Position identification records:
*-*-*

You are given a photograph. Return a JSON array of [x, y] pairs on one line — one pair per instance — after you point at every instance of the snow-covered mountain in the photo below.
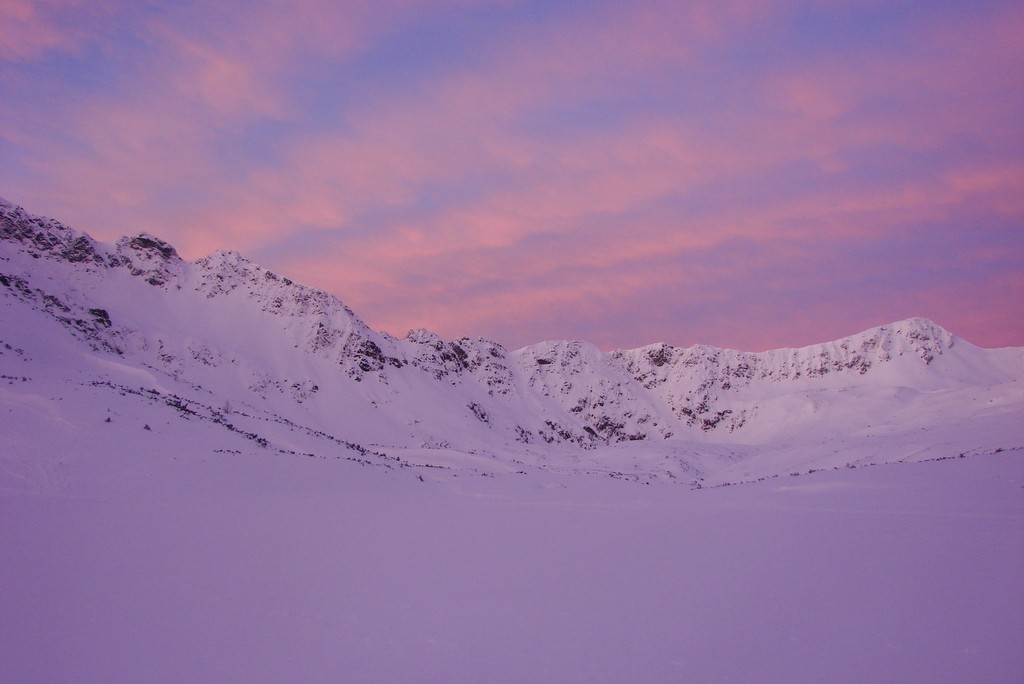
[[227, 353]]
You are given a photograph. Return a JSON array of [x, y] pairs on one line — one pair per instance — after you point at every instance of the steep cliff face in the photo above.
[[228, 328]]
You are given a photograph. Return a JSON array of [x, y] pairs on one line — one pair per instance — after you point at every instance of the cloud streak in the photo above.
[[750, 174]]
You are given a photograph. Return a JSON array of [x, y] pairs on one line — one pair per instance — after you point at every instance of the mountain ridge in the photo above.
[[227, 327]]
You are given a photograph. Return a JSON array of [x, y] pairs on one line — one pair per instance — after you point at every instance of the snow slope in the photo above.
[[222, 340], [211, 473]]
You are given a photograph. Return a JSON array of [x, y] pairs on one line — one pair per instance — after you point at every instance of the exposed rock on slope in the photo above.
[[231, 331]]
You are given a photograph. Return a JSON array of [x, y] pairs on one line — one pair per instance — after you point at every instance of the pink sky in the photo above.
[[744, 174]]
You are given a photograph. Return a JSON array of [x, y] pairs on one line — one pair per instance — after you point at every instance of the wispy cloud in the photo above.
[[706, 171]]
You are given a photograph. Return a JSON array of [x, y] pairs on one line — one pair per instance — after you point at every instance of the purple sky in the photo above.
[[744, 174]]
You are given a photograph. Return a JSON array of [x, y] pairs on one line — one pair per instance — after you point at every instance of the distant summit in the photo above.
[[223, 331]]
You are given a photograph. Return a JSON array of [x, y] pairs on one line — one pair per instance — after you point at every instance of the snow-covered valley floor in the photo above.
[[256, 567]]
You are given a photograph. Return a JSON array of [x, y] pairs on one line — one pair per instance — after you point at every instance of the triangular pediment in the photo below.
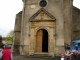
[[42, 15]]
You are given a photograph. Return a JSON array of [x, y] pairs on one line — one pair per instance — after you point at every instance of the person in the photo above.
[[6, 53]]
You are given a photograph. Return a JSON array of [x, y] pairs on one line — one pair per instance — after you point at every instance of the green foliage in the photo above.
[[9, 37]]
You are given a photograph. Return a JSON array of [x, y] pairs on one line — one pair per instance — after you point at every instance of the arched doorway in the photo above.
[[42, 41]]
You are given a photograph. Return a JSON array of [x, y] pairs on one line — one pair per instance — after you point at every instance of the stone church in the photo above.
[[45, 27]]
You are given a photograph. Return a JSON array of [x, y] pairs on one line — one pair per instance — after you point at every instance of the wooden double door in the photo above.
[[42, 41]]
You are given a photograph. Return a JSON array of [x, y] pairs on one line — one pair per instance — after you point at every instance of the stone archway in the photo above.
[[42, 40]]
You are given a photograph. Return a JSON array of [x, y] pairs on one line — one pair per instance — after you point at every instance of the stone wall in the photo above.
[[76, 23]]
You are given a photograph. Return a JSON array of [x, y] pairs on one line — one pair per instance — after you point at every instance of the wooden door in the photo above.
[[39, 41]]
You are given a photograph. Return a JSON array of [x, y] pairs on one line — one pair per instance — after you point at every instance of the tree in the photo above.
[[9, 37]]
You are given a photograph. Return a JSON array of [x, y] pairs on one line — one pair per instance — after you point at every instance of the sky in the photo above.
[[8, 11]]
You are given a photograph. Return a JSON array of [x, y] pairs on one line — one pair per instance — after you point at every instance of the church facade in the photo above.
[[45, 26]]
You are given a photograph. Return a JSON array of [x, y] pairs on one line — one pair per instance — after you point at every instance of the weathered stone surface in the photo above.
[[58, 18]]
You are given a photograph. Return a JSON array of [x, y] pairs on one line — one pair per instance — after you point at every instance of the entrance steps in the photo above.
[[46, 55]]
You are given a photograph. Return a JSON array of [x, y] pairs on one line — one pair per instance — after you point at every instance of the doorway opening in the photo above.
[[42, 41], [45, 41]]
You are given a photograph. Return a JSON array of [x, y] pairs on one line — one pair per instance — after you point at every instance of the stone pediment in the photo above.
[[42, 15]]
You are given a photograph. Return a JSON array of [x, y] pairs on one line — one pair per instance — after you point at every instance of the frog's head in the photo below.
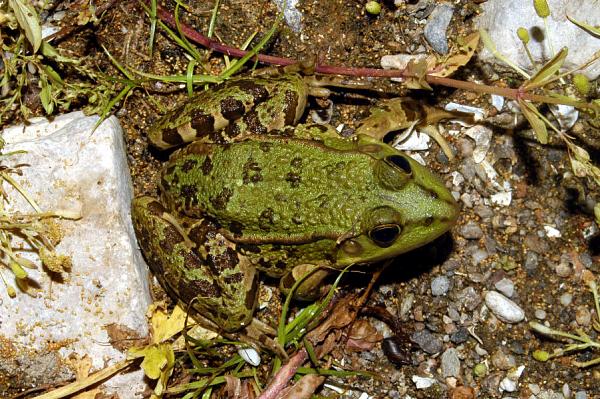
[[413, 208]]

*-*-*

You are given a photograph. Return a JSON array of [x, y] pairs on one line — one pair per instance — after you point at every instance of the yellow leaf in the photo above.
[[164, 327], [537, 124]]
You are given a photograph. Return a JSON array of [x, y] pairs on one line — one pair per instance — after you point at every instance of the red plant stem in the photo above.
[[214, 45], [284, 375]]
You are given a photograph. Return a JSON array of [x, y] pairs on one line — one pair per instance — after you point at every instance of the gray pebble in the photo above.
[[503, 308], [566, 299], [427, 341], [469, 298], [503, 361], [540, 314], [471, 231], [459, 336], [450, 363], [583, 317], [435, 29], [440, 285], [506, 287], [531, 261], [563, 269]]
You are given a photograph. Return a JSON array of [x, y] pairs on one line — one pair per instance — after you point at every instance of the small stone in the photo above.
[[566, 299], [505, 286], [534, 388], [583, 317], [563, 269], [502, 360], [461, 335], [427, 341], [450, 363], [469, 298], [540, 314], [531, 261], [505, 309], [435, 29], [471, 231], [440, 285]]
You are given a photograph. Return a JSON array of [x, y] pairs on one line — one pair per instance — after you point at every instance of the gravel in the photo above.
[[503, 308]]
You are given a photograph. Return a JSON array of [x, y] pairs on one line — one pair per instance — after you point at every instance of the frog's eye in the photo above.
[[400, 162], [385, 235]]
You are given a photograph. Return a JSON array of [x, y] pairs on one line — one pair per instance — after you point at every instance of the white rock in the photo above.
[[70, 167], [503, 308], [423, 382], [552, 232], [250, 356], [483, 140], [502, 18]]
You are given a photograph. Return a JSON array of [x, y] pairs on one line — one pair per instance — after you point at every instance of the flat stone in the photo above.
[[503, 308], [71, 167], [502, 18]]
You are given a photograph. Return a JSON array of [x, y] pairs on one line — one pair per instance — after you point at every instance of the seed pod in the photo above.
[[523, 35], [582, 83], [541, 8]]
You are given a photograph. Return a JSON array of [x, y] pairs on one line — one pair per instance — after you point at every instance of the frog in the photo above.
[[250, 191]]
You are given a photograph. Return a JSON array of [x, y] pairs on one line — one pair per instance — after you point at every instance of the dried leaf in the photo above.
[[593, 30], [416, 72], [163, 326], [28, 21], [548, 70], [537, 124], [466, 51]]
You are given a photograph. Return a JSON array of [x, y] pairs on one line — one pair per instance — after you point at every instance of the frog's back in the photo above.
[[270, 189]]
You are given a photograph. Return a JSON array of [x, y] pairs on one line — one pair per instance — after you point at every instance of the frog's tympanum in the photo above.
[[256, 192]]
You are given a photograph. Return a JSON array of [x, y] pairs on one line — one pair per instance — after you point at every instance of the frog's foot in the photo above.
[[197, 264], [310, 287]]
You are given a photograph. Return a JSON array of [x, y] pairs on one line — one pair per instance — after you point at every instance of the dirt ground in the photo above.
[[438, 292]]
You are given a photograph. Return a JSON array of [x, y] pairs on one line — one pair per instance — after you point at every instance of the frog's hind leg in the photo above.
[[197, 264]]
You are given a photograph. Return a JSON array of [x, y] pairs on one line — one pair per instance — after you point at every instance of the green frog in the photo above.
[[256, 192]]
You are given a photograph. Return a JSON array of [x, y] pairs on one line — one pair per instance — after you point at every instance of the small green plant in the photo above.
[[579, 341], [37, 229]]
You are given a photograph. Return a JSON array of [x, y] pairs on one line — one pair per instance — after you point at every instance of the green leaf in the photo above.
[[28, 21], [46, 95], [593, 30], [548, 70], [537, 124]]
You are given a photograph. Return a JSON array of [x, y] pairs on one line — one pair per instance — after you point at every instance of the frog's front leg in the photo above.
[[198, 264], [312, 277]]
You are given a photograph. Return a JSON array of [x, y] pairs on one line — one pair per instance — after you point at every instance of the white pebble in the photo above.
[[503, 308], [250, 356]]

*-*-*

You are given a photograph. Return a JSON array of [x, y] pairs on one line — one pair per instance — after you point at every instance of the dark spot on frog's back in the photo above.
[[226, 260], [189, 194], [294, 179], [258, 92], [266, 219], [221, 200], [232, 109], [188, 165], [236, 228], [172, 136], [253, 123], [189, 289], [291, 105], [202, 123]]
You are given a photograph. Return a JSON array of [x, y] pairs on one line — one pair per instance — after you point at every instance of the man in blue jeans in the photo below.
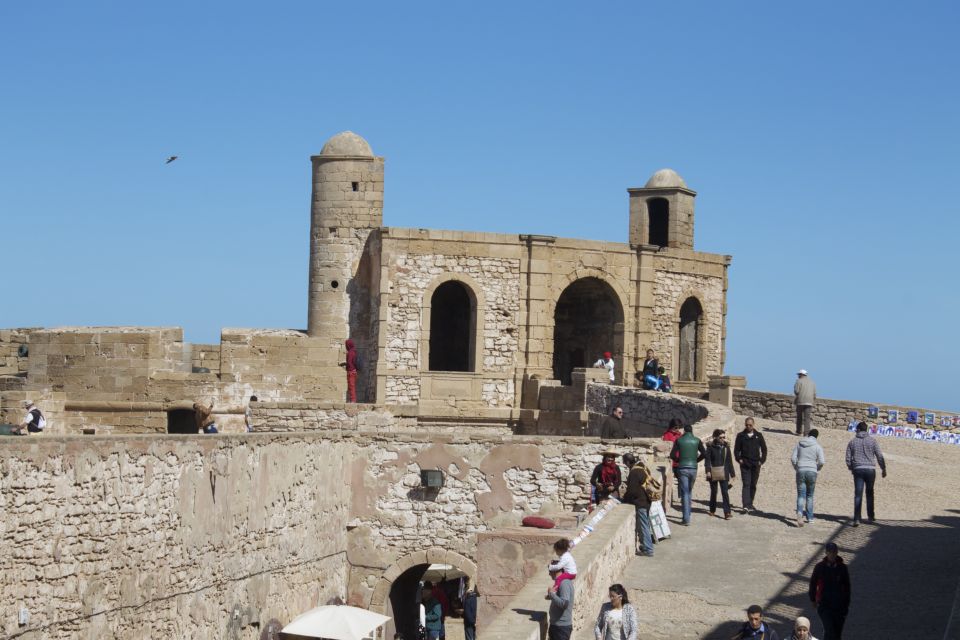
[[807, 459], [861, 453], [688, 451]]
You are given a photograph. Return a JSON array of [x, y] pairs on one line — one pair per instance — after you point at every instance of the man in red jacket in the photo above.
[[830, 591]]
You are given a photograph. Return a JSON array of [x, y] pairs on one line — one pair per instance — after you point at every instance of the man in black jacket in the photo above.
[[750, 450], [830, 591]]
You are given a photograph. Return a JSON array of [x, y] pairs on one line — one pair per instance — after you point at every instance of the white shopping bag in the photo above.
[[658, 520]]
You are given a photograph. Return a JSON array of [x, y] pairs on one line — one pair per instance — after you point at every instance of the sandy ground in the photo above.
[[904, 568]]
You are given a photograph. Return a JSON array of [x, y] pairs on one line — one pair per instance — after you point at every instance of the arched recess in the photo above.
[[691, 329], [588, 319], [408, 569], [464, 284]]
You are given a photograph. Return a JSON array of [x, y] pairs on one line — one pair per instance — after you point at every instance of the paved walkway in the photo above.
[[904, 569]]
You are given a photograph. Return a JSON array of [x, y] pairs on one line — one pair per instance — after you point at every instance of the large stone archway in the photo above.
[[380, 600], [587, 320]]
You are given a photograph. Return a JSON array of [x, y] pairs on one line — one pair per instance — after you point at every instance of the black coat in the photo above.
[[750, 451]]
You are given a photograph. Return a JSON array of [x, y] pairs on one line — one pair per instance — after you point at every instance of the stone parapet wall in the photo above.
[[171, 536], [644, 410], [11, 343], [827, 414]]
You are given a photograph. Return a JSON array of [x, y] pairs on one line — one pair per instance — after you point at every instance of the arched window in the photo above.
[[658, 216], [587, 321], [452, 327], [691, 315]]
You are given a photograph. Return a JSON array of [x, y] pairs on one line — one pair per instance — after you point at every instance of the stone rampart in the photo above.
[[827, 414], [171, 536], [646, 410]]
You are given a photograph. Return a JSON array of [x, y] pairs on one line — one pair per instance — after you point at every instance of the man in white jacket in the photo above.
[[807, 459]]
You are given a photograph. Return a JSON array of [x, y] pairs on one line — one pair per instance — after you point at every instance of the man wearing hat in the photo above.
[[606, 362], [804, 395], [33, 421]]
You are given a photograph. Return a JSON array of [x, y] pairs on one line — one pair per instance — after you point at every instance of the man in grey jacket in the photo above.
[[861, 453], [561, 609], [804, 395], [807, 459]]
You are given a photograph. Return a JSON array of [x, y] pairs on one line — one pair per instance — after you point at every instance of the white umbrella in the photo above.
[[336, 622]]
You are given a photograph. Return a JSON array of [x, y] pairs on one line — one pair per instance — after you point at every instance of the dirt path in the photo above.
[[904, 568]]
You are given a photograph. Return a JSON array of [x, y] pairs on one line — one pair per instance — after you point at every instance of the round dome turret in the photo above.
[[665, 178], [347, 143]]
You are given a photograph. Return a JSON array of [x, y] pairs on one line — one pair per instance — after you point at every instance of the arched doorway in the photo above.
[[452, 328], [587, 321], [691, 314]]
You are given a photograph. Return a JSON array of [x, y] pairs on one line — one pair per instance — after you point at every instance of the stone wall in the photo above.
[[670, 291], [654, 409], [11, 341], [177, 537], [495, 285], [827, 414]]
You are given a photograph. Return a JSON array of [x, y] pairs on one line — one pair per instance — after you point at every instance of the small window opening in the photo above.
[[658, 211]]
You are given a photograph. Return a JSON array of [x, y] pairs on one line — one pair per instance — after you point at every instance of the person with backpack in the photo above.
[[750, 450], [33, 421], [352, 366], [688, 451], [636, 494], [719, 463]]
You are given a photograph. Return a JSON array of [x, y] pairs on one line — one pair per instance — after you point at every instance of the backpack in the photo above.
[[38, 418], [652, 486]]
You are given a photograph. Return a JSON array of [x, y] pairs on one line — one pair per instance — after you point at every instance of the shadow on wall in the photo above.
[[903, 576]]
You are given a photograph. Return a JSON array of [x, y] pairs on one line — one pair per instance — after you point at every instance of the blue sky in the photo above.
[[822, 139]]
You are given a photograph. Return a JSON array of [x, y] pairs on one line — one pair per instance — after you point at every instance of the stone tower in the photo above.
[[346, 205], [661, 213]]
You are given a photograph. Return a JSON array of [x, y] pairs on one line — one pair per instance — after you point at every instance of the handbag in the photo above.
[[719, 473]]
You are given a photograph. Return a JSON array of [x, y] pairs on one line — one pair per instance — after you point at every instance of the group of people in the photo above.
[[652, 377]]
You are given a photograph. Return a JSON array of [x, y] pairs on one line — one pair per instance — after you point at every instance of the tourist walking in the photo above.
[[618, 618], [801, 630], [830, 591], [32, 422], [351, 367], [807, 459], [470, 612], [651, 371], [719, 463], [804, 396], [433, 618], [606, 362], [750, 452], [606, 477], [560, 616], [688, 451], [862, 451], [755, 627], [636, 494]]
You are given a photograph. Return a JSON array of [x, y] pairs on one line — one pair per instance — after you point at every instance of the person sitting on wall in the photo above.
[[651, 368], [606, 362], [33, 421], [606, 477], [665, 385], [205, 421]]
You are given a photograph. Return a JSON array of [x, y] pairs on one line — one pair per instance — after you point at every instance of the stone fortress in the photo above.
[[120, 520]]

*-*-*

▶ _Aim of the exercise_: Duplicate, word for word, the stretch of records from the line containing "sitting on wall in the photo above." through the line containing "[[120, 520]]", with both of those lines included.

▶ _Answer below_:
You are given a photograph. Return a JSON array of [x, y] pairs on one line — one pair per instance — after you point at every instance of the person sitting on wall in the photo above.
[[651, 368], [606, 362], [33, 421], [606, 477], [665, 385], [205, 421]]
You are given a photograph. Return a JSON array of [x, y] pairs on one line — one pair per instance — after you point at every instance of the stone fortress in the photo above.
[[120, 520]]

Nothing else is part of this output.